*Aufgabenliste*:
a: Welches Vortragsthema war laut dem Textabschnitt für den Jahresempfang angekündigt?
b: Übertragen Sie aus dem Textabschnitt den Wortlaut von „Tiefe Emotionen am“ bis einschließlich „eher bedrückend anmutet.“ unverändert.
───── Textabschnitt
Tiefe Emotionen am Jahresempfang
des Hauses der Heimat Nürnberg
Es sind auch die angebotenen Vorträge, die den Jahresempfang des Hauses der Heimat (HdH) zu einem attraktiven Termin in Nürnberg machen, so dass neben den geladenen Ehrenamtlichen immer wieder auch viele Politiker den Aktiven des HdH die Ehre geben und herzliche Dankesworte sprechen. Sogar wenn das angekündigte Thema „Evakuierung der Nordsiebenbürger Sachsen 1944“ im Vorfeld eher bedrückend anmutet.
──────────
───── Vorliegende Datensätze
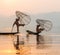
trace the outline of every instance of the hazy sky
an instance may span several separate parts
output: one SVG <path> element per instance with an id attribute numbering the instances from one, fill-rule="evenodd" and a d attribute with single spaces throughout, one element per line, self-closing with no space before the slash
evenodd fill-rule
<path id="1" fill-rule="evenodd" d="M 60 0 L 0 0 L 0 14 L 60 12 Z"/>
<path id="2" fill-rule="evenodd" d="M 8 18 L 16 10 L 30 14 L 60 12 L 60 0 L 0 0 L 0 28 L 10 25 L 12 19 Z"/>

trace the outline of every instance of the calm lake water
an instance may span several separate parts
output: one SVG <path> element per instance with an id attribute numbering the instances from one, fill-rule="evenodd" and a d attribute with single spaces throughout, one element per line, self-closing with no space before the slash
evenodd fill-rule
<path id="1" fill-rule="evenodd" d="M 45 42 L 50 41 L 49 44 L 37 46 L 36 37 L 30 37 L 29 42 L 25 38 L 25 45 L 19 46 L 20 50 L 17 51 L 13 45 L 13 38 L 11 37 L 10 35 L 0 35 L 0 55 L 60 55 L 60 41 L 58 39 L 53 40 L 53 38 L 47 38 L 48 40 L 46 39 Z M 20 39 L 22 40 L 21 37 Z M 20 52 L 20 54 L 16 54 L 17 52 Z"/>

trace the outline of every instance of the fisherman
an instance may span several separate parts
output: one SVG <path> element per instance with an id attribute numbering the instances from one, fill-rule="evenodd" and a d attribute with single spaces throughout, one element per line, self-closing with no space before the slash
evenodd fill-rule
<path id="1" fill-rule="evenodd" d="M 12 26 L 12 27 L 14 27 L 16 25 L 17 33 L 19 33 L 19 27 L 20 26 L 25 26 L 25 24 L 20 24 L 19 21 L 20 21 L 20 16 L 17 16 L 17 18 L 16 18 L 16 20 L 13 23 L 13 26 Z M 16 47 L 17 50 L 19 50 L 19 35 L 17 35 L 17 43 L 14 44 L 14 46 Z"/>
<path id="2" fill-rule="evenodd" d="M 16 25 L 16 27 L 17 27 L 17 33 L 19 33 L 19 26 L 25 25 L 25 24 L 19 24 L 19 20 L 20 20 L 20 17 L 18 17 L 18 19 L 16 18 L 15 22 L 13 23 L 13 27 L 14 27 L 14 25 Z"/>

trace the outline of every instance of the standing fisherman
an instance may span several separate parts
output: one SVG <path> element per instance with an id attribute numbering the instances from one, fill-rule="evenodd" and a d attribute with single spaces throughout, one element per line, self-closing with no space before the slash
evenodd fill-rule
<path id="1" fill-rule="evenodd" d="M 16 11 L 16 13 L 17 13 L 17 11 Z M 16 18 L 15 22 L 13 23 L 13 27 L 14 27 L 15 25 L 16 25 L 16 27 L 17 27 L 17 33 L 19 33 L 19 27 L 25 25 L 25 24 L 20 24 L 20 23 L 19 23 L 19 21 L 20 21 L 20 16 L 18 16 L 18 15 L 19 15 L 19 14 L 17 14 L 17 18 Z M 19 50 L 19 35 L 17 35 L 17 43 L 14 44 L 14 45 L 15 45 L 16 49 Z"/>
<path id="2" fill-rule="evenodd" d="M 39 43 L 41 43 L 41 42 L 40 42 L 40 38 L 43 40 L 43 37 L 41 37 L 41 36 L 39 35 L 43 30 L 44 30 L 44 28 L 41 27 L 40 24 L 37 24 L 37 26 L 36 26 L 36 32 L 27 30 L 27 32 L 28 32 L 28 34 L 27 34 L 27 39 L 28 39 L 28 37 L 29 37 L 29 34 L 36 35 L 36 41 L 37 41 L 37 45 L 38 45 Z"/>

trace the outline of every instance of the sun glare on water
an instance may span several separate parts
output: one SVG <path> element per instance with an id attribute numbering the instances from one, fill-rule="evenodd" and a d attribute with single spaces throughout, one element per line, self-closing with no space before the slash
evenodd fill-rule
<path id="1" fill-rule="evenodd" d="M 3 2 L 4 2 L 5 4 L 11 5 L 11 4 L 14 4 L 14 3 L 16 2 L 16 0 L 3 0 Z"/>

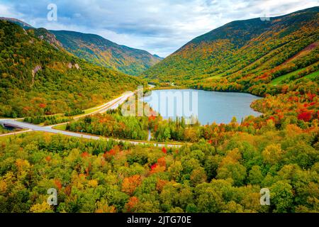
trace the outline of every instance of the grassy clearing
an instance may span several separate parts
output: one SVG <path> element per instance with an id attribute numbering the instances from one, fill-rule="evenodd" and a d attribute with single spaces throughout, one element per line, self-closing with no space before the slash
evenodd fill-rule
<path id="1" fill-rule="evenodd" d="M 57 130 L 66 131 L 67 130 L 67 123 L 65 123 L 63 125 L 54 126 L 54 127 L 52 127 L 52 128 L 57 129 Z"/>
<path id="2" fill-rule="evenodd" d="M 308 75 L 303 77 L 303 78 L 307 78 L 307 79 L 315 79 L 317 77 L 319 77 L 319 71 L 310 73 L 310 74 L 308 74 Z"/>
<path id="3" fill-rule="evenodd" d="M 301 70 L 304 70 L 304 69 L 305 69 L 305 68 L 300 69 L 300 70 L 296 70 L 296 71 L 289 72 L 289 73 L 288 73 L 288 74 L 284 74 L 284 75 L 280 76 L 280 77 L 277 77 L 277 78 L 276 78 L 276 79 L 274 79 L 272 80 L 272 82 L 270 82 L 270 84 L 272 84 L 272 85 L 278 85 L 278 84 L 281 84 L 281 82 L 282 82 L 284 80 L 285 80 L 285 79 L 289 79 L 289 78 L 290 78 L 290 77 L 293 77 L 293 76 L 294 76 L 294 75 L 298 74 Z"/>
──────────
*Ergebnisse je Aufgabe*:
a: „Evakuierung der Nordsiebenbürger Sachsen 1944“

b:
Tiefe Emotionen am Jahresempfang
des Hauses der Heimat Nürnberg
Es sind auch die angebotenen Vorträge, die den Jahresempfang des Hauses der Heimat (HdH) zu einem attraktiven Termin in Nürnberg machen, so dass neben den geladenen Ehrenamtlichen immer wieder auch viele Politiker den Aktiven des HdH die Ehre geben und herzliche Dankesworte sprechen. Sogar wenn das angekündigte Thema „Evakuierung der Nordsiebenbürger Sachsen 1944“ im Vorfeld eher bedrückend anmutet.